▸ **PROBLEM STATEMENT**:
Report how many lines of the data below contain the string "lower". Reply with the number only.

>> Start

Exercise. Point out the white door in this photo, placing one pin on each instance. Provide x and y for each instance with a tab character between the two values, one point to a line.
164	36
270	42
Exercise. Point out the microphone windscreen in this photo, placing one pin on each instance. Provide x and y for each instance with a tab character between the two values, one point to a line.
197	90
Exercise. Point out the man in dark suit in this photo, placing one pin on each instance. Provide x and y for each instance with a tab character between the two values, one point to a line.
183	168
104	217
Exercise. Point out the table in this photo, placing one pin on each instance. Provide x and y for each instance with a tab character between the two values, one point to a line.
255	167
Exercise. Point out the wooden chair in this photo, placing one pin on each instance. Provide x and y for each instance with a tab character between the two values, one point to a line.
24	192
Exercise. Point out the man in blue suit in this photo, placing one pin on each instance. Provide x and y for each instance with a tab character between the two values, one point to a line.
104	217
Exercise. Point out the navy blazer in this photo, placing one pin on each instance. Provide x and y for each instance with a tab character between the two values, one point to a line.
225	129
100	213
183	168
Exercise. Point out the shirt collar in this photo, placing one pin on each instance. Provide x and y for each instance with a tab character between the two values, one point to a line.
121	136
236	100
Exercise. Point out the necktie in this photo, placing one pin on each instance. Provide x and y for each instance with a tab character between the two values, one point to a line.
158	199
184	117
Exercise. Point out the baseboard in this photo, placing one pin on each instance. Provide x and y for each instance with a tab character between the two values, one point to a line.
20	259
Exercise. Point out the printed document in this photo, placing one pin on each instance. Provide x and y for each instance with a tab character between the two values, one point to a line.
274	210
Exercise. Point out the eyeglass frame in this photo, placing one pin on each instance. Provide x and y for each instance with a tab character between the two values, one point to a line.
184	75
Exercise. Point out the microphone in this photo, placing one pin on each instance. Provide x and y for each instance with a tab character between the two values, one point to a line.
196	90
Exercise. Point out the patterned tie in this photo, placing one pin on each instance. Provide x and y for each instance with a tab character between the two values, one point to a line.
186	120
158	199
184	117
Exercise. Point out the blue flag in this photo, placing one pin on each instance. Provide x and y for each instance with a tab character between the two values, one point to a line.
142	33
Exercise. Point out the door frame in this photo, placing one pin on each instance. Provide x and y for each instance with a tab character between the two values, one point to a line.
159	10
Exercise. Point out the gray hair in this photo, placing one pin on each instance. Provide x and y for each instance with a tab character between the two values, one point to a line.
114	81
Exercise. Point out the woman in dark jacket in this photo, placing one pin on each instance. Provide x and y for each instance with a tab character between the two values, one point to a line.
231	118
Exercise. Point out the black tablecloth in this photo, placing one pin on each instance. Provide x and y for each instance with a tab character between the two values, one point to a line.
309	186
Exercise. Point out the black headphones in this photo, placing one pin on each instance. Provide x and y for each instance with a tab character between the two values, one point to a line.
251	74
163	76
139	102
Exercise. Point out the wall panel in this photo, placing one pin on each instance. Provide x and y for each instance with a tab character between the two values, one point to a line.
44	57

>> End
>> Start

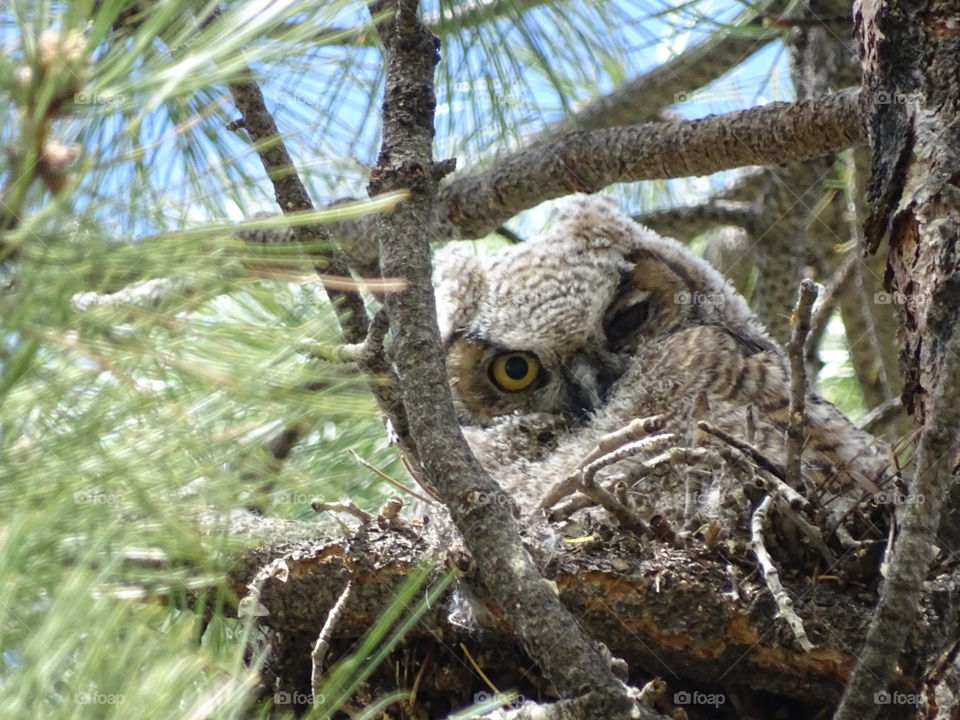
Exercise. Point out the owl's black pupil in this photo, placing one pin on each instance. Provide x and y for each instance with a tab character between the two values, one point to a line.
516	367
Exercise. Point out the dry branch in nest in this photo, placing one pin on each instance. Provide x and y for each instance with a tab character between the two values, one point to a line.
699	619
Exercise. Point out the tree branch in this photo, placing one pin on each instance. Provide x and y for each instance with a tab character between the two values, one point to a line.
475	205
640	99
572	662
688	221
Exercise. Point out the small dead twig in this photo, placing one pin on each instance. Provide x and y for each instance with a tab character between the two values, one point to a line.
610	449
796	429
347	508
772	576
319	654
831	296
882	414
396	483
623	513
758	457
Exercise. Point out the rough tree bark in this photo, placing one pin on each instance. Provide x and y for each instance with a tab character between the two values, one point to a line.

>> End
>> Start

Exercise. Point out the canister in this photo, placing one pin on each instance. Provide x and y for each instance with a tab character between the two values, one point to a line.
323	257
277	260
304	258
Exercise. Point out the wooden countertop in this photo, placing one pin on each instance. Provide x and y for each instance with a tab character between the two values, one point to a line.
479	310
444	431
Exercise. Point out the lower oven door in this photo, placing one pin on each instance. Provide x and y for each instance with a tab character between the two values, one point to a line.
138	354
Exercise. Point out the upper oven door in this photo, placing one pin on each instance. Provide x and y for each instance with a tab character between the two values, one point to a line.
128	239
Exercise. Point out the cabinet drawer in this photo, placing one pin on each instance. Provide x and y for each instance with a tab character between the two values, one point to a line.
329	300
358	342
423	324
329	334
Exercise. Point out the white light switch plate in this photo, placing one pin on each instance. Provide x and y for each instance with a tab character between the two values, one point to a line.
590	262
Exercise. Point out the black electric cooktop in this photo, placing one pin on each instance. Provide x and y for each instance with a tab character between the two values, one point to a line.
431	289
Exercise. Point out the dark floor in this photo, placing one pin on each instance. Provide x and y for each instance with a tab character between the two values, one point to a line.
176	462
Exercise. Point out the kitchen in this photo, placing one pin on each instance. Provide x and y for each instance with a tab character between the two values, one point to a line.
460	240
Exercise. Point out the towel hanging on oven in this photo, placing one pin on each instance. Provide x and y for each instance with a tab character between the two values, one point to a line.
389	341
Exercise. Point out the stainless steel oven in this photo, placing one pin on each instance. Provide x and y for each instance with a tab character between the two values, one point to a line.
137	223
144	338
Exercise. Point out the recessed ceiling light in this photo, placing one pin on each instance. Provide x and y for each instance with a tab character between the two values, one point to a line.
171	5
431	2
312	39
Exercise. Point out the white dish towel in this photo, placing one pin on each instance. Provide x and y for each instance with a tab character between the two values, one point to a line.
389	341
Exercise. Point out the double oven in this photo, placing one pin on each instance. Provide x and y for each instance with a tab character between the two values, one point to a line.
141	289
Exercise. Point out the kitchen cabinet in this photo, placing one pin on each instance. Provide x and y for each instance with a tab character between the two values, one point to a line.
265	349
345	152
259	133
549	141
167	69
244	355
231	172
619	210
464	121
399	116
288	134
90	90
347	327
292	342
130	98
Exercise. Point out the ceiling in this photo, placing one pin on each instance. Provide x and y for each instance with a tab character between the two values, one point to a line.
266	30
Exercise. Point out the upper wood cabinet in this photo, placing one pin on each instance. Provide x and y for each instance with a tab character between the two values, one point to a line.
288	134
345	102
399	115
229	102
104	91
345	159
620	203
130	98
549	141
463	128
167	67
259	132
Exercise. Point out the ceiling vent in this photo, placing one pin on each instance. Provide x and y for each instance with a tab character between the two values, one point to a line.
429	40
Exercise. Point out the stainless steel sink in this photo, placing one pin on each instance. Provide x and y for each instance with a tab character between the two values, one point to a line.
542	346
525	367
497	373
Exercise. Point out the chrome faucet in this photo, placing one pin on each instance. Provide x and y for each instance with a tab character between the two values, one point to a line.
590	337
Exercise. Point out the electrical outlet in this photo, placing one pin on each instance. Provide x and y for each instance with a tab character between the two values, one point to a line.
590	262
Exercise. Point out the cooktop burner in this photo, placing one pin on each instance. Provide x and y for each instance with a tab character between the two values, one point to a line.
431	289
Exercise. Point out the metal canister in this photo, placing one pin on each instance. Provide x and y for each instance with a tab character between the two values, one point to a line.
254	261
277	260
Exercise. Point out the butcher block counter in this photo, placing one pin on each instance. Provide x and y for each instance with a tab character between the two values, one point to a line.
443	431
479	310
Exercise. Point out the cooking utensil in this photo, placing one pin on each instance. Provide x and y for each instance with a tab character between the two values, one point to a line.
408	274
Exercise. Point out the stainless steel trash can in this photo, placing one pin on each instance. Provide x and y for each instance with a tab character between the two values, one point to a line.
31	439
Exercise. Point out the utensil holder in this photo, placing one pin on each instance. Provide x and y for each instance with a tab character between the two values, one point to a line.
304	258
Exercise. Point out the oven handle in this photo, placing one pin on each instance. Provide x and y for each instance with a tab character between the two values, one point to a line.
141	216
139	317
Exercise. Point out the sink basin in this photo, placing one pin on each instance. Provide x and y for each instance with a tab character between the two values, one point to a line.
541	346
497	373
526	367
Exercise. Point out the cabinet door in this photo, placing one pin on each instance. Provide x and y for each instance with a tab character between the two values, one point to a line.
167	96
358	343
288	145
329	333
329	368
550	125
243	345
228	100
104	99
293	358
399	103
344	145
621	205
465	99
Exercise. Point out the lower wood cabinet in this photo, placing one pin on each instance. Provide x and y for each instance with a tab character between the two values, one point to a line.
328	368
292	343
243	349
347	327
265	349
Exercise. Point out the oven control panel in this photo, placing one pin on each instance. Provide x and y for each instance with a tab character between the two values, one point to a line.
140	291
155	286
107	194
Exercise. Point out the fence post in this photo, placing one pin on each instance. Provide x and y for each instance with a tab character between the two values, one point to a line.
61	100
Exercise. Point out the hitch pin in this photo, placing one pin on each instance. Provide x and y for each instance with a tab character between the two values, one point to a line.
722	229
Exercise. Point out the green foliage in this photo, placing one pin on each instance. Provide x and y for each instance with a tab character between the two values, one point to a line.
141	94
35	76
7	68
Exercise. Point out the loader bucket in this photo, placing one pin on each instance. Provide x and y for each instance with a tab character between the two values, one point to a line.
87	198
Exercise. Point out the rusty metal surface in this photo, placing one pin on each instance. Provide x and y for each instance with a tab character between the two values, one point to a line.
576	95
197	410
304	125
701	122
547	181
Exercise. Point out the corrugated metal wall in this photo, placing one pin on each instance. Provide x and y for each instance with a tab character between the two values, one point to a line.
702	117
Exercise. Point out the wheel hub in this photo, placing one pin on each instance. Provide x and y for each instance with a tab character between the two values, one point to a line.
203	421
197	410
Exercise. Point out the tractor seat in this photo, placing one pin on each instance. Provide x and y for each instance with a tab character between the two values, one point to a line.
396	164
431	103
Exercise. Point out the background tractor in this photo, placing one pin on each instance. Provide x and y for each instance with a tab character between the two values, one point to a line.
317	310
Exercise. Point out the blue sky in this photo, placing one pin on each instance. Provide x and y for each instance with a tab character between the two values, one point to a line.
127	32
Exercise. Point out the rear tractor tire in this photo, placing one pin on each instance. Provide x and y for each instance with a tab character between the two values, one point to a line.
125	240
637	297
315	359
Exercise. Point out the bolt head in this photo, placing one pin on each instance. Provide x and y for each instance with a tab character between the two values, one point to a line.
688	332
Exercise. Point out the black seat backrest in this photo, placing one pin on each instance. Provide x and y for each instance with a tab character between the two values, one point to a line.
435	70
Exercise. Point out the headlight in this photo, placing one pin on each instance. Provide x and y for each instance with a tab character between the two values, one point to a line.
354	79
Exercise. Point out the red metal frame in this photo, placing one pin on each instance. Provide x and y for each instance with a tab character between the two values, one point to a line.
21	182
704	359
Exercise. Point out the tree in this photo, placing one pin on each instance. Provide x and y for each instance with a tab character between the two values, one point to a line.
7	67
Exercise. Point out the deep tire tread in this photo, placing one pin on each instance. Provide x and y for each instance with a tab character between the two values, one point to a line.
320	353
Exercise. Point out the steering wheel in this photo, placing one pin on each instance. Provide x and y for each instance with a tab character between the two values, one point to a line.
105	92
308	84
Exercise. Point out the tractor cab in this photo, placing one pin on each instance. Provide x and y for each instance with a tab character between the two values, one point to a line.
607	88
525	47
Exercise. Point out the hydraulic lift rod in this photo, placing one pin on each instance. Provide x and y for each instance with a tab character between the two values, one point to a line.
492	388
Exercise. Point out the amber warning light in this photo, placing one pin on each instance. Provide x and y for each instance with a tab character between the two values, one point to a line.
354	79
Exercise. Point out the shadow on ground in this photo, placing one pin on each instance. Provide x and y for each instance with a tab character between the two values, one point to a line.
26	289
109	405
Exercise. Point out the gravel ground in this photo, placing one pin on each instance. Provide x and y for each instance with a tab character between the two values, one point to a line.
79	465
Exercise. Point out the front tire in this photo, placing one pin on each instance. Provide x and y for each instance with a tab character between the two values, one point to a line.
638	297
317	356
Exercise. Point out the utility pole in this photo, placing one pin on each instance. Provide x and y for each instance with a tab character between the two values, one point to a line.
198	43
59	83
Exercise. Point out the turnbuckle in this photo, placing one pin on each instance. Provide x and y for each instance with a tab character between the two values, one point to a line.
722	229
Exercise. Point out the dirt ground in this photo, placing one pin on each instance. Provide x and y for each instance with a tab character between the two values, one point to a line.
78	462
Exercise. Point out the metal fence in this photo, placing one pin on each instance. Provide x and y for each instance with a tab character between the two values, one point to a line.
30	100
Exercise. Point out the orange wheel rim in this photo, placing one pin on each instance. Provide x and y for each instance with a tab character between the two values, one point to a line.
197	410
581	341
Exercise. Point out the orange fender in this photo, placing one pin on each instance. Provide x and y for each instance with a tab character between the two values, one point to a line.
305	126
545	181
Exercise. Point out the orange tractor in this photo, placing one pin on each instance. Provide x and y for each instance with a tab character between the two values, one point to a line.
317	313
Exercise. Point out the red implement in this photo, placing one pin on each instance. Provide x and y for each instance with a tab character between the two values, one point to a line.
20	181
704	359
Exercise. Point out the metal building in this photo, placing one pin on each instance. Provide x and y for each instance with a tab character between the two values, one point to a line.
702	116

>> End

▸ **EXERCISE RESPONSE**:
2